◆ **Set exercise**:
From the line with "Query: brown branch" through the final line, transcribe the material below character for character; include no other lines.
◇ ◇ ◇ ◇ ◇ ◇ ◇
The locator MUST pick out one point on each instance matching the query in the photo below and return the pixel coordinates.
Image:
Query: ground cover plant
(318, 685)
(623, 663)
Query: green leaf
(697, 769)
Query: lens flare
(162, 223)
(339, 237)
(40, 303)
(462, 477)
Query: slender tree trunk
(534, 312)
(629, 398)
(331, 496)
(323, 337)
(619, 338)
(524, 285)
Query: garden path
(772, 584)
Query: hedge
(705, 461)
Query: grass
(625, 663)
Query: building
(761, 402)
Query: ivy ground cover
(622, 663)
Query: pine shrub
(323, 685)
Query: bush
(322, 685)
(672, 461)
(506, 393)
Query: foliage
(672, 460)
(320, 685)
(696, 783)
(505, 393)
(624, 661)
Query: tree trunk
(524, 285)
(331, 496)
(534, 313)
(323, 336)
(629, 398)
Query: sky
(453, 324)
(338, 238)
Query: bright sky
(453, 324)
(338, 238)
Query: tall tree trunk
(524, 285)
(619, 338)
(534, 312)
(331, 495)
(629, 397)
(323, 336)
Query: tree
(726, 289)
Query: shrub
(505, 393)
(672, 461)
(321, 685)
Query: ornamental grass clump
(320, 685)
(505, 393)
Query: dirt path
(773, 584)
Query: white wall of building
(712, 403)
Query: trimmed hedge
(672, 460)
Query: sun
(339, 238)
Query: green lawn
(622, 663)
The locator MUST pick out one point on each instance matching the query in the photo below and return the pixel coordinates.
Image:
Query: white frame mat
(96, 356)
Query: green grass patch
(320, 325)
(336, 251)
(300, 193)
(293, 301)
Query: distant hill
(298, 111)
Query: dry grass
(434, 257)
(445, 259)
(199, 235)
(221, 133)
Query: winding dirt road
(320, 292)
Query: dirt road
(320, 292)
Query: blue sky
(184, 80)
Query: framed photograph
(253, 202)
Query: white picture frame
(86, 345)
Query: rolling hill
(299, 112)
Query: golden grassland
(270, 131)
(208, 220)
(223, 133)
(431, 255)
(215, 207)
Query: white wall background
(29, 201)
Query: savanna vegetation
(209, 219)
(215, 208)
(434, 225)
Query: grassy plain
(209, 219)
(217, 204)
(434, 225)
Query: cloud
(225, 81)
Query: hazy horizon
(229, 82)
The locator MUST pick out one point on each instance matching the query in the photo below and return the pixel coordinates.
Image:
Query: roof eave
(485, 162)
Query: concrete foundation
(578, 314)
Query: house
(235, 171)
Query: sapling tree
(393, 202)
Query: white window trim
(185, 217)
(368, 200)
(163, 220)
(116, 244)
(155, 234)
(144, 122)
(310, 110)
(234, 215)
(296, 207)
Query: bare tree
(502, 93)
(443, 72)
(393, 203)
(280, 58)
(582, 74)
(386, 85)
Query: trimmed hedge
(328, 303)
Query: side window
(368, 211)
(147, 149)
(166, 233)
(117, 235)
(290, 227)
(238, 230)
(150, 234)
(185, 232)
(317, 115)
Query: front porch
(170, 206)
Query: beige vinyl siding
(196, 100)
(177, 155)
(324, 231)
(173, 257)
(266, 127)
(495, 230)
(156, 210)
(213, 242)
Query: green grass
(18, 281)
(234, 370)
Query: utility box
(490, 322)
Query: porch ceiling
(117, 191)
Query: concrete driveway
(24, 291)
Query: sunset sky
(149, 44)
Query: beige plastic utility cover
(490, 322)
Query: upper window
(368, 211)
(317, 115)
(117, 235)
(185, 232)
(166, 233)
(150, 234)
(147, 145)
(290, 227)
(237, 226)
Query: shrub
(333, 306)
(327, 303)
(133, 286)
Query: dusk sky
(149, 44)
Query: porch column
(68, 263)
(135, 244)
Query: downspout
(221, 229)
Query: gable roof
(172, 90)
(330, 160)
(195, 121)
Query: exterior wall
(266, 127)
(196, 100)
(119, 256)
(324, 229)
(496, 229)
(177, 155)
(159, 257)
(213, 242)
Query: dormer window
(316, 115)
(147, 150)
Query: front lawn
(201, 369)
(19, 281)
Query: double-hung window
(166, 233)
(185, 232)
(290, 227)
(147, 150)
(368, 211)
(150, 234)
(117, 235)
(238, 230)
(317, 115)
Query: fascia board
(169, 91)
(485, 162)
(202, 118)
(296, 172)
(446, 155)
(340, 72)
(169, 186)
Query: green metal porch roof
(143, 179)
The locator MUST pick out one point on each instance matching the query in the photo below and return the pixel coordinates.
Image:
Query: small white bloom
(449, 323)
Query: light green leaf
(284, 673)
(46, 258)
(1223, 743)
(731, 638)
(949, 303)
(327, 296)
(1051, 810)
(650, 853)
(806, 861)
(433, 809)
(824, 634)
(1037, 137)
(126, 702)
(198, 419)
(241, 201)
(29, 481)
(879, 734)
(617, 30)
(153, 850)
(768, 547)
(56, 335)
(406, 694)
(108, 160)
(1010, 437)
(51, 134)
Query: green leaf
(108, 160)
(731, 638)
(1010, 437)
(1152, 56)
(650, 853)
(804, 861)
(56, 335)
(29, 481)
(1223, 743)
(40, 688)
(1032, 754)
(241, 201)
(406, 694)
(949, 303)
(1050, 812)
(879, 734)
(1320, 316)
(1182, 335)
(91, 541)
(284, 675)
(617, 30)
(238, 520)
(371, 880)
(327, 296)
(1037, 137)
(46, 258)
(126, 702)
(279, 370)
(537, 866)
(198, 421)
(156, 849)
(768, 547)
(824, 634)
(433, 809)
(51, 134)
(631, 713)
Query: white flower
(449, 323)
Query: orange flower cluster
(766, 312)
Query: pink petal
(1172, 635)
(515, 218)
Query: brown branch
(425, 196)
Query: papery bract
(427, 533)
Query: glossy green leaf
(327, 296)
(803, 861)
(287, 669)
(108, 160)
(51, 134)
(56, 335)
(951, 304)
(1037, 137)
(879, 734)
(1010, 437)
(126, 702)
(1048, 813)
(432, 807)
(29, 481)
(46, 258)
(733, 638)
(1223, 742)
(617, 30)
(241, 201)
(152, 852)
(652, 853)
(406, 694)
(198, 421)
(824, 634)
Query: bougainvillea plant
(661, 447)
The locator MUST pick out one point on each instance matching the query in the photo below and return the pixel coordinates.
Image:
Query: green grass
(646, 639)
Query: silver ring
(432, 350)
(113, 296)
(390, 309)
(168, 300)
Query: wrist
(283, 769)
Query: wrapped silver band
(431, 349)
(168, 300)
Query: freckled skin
◇ ◇ ◇ ◇ ◇ ◇ ◇
◆ **Correct answer**:
Query: brown branch
(425, 196)
Query: papery bract
(427, 533)
Query: glossy green leaf
(327, 296)
(803, 861)
(287, 669)
(108, 160)
(51, 134)
(56, 335)
(951, 304)
(1037, 137)
(879, 734)
(1010, 437)
(126, 702)
(1048, 813)
(432, 807)
(29, 481)
(46, 258)
(733, 638)
(1223, 742)
(617, 30)
(241, 201)
(152, 852)
(652, 853)
(406, 694)
(198, 421)
(824, 634)
Query: bougainvillea plant
(661, 447)
The locator MUST pick out one point on each instance matching the query in the photo below and return the pixel coordinates.
Image:
Query: green grass
(646, 639)
Query: silver ring
(432, 350)
(113, 296)
(390, 309)
(168, 300)
Query: wrist
(283, 769)
Query: wrapped silver band
(431, 349)
(168, 300)
Query: freckled skin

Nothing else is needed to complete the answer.